Problem description
Pull out every line in the records below that contains the string "plank", and copy each one without changes.

=== Task input ===

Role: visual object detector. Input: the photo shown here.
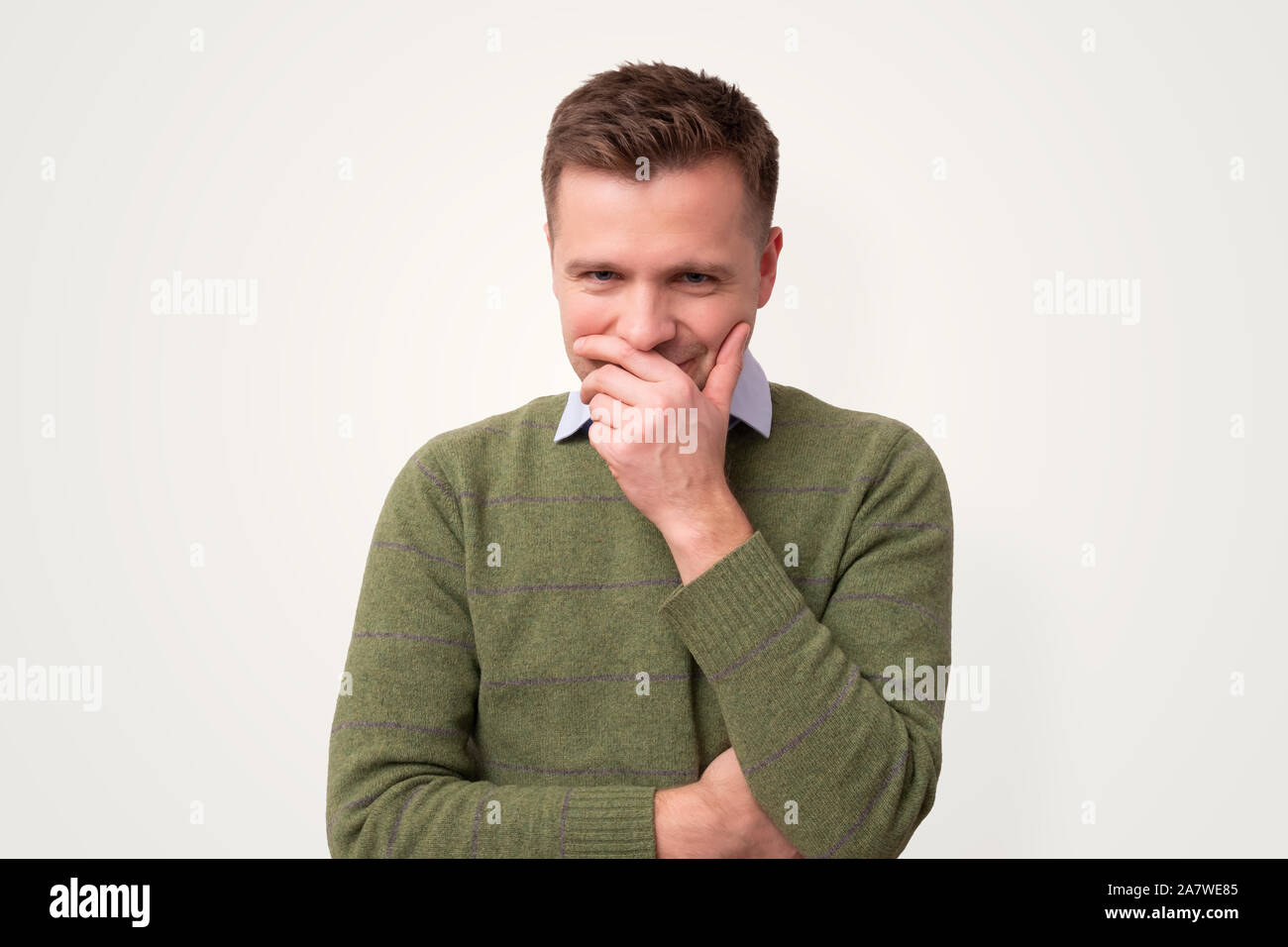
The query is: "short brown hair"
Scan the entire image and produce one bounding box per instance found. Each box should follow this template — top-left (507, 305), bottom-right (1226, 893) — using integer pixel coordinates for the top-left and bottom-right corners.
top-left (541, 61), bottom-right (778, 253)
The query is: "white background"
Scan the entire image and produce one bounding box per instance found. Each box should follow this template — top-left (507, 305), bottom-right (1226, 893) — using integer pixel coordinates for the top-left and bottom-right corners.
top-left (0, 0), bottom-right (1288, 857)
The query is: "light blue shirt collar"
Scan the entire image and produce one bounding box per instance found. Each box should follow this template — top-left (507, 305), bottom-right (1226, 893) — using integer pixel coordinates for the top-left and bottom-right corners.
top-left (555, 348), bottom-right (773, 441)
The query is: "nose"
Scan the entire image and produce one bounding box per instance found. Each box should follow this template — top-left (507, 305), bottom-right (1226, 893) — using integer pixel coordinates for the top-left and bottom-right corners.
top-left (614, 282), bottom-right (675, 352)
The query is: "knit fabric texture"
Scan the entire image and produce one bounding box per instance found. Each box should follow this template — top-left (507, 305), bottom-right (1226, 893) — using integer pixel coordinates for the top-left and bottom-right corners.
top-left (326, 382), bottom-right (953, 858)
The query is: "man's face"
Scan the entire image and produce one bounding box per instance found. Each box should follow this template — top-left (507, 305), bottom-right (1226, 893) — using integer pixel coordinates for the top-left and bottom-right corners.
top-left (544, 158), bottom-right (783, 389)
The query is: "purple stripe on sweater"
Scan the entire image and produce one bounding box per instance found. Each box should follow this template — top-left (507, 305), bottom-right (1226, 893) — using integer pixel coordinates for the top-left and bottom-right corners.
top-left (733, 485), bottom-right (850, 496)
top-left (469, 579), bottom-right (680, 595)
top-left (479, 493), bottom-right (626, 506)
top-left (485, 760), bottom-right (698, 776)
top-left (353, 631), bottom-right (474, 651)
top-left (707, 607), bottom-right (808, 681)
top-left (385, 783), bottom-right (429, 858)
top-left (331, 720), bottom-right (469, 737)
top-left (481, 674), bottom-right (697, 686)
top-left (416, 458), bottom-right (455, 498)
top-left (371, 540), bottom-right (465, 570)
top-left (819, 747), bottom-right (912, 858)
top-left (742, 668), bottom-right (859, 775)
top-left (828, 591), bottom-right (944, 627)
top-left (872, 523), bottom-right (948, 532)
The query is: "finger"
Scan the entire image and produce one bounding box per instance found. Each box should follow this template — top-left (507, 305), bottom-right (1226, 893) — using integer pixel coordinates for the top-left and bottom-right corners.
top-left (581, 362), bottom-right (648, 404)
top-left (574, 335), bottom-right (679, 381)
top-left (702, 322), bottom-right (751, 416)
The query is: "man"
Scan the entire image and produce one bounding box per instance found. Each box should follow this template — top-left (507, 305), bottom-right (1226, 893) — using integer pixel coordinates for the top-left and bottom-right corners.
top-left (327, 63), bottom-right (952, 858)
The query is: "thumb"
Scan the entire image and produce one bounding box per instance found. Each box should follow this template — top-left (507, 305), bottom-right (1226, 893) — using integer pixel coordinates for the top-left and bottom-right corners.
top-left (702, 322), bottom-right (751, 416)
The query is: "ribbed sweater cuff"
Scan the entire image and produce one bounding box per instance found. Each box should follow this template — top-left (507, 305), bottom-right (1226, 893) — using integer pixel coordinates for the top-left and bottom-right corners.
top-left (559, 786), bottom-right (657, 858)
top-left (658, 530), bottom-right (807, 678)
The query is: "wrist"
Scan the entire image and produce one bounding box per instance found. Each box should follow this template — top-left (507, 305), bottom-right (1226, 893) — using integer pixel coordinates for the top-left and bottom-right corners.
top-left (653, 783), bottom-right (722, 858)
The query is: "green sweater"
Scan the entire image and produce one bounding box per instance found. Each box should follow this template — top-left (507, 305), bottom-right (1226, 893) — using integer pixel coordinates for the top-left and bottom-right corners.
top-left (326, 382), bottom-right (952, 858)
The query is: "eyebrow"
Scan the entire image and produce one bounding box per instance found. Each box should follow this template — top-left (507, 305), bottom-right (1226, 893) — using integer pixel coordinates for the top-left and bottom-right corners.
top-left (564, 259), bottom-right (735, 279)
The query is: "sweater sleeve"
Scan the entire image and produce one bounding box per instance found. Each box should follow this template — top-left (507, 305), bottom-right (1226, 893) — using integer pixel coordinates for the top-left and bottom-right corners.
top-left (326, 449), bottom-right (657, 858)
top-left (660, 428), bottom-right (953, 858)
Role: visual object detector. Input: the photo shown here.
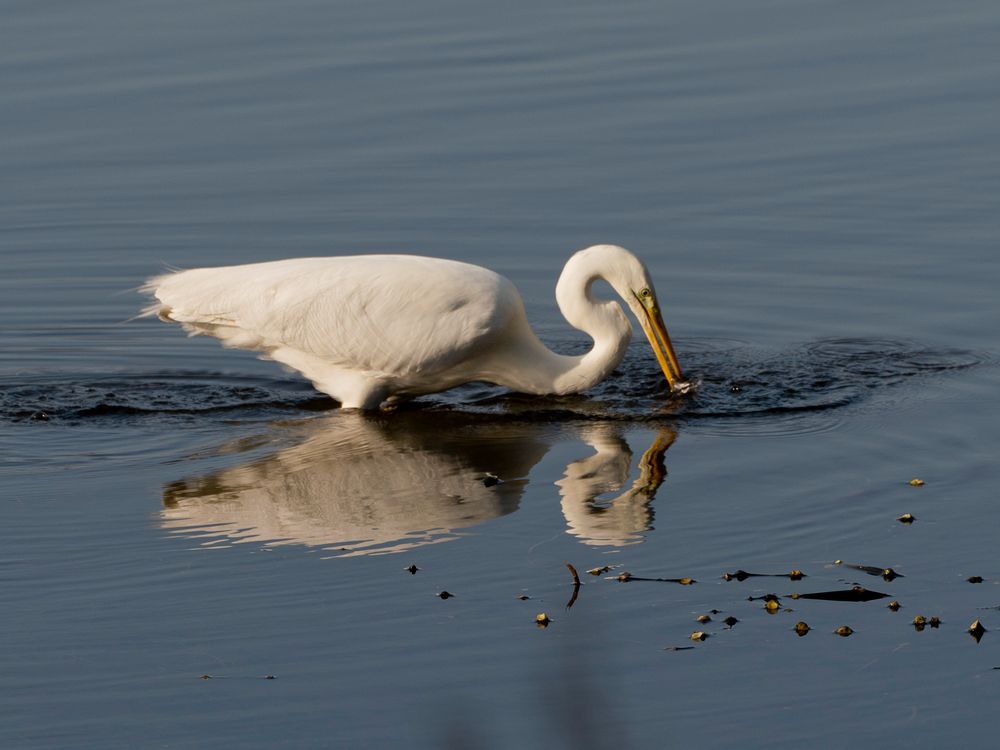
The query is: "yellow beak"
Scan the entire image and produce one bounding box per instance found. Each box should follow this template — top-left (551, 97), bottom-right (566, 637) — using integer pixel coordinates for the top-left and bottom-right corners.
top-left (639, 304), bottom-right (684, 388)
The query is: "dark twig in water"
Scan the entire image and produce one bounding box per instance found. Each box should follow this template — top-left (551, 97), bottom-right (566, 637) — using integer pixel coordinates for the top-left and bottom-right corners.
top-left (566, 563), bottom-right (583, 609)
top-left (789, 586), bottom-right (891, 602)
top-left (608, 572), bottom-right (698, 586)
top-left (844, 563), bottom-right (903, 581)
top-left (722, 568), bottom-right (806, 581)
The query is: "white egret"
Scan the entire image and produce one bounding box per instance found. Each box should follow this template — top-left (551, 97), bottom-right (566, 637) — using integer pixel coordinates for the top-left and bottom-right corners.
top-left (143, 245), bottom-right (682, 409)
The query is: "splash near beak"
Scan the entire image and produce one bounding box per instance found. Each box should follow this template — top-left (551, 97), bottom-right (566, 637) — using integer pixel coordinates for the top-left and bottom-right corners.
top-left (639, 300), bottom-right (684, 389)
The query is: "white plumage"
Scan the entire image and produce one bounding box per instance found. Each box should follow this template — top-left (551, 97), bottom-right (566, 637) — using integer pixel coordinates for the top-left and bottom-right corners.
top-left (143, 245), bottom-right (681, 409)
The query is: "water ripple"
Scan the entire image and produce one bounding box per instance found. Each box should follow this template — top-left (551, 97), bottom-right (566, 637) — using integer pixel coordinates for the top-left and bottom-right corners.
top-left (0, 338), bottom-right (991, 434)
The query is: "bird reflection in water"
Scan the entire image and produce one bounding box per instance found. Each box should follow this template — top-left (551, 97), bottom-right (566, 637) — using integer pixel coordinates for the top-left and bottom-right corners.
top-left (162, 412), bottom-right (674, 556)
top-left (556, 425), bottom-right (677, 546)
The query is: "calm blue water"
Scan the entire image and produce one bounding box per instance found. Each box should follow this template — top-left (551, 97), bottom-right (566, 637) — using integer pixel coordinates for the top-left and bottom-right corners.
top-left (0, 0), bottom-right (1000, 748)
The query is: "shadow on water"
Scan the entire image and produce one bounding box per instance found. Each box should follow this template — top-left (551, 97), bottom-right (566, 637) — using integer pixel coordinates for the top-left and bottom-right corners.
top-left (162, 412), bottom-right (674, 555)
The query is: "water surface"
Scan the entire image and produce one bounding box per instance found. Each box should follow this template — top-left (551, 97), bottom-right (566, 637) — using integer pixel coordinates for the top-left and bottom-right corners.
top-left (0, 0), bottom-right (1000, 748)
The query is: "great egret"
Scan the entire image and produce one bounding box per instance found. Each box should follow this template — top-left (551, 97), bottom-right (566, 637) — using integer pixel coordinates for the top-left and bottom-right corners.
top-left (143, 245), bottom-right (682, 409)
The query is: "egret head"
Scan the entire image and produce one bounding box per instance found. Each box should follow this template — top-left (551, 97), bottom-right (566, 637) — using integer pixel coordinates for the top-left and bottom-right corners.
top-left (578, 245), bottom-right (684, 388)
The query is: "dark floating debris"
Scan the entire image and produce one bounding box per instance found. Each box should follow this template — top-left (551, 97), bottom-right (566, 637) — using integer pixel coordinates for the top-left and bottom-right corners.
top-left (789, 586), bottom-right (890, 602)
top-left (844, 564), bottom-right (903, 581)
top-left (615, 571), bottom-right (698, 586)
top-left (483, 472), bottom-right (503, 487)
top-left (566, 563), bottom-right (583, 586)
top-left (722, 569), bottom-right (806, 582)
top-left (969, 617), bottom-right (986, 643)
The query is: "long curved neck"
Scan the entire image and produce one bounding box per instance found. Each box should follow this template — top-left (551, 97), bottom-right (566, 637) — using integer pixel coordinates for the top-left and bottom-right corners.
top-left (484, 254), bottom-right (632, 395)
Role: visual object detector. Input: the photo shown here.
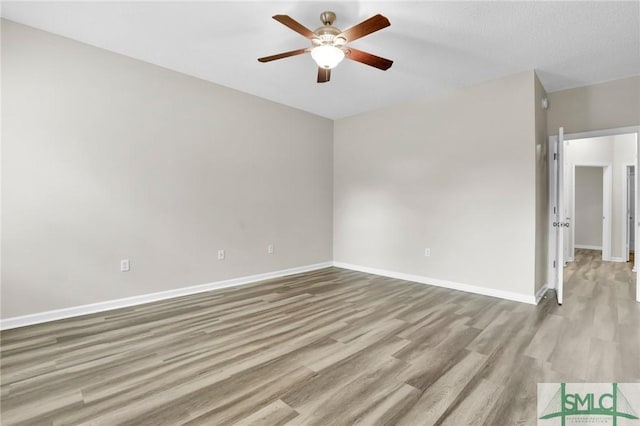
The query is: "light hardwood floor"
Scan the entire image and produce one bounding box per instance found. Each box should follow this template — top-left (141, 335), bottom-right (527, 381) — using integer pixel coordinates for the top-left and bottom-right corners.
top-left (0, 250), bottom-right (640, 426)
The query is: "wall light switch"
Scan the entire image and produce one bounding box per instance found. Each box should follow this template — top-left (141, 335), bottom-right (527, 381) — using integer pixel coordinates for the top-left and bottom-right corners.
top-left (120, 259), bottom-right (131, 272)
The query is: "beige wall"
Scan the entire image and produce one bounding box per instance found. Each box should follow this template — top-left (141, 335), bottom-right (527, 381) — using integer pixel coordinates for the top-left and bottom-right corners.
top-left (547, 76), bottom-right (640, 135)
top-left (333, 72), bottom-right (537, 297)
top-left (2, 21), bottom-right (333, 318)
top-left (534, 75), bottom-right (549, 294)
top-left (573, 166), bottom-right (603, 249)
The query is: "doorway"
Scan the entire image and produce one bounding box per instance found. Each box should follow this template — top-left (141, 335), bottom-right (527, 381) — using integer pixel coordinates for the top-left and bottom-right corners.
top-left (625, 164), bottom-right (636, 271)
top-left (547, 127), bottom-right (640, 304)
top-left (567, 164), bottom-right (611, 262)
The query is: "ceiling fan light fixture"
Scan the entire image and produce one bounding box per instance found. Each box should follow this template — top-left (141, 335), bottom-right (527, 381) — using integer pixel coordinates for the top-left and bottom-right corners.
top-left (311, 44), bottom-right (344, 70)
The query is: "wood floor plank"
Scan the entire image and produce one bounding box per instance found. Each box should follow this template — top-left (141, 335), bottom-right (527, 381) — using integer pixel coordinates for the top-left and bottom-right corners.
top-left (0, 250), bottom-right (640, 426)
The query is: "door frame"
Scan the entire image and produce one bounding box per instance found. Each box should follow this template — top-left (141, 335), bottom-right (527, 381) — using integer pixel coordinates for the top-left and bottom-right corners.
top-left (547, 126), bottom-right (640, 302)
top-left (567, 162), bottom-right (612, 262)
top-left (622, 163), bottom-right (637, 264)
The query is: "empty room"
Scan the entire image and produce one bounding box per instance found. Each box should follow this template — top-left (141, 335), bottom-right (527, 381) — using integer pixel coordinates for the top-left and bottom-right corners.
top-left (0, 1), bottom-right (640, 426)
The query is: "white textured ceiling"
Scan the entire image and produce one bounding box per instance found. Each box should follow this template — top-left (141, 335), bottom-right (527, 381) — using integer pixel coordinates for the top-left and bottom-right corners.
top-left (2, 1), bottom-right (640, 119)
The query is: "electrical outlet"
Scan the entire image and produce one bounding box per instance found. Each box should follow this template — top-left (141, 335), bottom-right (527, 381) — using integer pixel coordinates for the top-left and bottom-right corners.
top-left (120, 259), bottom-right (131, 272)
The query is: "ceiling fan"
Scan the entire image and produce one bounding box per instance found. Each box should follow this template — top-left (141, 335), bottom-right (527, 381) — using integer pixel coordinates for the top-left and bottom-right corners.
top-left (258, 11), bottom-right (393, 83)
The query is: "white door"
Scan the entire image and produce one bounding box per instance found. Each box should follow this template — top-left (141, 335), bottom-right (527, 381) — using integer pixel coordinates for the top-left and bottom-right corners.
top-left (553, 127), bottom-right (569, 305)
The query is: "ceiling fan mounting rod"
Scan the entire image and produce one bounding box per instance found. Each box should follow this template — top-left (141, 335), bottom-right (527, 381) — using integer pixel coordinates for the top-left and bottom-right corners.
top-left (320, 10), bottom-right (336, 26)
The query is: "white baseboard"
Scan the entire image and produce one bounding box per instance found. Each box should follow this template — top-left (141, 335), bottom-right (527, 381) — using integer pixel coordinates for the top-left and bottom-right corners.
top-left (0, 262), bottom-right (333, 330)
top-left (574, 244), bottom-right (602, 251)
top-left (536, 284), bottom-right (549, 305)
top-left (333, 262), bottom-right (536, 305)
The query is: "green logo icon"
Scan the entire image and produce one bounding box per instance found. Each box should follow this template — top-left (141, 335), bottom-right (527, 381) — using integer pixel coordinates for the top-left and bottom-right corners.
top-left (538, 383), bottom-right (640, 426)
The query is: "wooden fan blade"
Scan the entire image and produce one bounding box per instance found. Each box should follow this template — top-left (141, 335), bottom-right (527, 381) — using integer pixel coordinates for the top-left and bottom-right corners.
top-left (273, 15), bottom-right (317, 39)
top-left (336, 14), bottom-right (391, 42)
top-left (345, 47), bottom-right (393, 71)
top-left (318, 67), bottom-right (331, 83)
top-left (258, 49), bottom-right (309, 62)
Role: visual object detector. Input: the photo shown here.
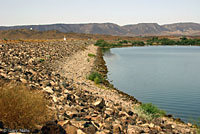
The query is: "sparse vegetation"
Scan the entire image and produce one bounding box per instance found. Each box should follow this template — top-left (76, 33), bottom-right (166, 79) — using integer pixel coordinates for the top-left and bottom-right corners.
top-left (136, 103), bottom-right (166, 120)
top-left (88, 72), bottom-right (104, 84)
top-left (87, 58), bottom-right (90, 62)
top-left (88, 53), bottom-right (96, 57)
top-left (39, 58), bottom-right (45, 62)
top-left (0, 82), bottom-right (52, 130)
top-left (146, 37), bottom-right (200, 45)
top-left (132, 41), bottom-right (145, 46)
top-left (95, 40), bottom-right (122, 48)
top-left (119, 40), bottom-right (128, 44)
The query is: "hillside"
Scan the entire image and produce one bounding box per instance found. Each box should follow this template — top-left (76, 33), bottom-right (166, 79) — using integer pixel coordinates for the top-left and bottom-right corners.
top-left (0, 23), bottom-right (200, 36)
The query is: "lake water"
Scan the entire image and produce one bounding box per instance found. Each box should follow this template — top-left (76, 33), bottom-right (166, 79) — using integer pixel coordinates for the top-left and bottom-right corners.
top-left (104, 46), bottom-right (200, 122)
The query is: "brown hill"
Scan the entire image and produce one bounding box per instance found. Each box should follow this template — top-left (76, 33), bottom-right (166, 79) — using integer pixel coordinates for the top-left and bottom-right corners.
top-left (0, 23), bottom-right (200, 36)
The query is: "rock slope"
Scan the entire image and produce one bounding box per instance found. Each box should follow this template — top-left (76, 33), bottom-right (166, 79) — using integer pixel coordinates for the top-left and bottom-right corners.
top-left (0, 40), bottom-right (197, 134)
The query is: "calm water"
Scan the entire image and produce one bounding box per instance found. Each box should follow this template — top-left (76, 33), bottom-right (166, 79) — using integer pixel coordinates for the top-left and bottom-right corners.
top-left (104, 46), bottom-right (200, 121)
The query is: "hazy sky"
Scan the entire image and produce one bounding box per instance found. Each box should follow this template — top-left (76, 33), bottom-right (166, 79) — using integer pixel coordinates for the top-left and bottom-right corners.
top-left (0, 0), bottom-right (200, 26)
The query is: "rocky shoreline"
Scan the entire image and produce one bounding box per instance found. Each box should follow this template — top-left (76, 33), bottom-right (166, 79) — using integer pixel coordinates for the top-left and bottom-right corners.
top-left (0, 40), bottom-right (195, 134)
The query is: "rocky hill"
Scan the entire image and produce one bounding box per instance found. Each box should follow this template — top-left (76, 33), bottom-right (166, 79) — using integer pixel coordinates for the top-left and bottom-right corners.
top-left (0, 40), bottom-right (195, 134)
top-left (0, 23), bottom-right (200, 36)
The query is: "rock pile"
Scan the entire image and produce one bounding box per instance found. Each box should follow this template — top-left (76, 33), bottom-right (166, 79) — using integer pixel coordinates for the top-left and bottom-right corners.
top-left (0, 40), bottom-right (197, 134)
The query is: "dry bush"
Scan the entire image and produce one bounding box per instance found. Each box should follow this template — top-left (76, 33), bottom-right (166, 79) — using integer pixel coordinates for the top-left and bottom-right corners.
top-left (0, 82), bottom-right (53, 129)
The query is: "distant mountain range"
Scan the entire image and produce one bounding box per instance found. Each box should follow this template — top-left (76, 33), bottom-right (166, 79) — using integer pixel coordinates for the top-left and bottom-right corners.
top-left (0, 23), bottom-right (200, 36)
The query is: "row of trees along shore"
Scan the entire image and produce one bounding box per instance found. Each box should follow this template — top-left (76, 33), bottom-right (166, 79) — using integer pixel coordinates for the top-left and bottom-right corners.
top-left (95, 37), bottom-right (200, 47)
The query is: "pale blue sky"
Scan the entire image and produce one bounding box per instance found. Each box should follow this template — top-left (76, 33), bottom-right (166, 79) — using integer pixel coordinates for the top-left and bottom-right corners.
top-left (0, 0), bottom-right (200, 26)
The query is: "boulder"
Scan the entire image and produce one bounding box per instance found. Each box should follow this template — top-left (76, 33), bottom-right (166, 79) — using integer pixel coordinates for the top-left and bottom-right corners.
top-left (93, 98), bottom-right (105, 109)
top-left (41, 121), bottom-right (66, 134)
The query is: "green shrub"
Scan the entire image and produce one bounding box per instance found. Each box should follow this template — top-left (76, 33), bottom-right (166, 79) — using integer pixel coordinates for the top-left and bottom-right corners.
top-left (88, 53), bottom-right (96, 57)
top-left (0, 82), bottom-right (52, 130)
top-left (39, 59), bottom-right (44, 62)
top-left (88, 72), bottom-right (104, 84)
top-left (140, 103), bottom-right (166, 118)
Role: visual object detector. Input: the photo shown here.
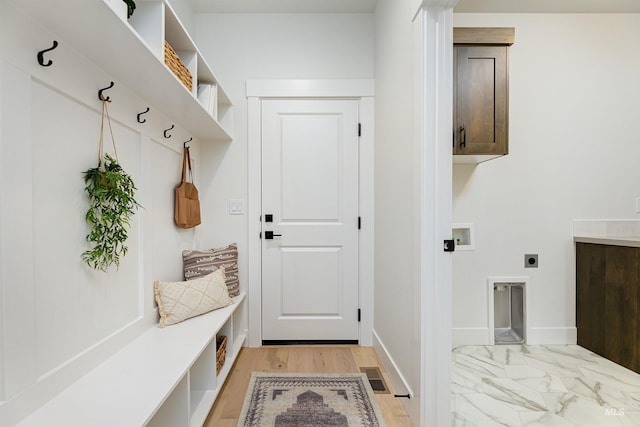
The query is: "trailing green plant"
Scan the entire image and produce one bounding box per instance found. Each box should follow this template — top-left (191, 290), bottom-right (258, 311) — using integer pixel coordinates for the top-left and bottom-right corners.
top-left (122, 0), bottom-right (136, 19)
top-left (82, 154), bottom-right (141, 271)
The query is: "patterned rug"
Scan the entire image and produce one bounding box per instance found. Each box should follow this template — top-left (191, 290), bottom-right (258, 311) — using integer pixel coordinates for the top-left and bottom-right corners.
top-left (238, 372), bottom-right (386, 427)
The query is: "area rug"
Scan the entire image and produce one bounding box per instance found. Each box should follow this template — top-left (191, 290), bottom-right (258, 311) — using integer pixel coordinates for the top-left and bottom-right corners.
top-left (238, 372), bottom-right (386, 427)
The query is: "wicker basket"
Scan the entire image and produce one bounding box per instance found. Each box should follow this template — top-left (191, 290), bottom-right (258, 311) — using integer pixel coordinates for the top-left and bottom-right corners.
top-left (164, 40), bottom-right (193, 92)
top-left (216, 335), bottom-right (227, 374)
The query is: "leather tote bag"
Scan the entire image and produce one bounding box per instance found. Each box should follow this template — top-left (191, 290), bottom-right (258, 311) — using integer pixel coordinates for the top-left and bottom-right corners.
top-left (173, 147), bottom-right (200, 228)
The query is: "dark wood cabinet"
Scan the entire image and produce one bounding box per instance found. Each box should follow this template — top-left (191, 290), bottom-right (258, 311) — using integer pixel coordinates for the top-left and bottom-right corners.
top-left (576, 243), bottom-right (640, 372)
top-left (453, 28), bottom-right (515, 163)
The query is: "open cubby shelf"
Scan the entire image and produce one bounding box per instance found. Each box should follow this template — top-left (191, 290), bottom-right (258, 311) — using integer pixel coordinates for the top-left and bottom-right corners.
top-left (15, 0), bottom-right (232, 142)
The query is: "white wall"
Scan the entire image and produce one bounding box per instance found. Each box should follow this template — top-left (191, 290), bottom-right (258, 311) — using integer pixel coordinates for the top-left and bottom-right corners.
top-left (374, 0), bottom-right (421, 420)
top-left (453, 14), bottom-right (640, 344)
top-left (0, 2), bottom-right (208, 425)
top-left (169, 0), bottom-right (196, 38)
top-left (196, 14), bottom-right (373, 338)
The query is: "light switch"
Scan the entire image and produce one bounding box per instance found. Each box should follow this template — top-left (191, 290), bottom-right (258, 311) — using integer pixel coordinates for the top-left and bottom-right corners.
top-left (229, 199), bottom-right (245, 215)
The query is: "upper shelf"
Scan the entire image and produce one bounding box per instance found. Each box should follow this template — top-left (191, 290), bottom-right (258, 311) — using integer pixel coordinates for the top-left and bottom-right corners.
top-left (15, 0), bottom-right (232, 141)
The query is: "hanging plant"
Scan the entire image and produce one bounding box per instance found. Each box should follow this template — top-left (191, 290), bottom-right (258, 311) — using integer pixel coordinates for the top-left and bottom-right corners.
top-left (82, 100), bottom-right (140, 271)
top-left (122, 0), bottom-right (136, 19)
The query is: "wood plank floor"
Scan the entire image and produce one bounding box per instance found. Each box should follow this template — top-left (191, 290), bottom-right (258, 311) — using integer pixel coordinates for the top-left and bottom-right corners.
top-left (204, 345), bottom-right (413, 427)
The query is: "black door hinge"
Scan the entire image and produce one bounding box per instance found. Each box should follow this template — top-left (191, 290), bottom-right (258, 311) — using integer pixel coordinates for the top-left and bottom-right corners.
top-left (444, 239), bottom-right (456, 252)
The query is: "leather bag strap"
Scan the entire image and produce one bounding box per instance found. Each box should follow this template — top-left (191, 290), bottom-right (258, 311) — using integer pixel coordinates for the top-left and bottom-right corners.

===

Output below
The query is: "wood floor plank"
The query is: "wood plank floor"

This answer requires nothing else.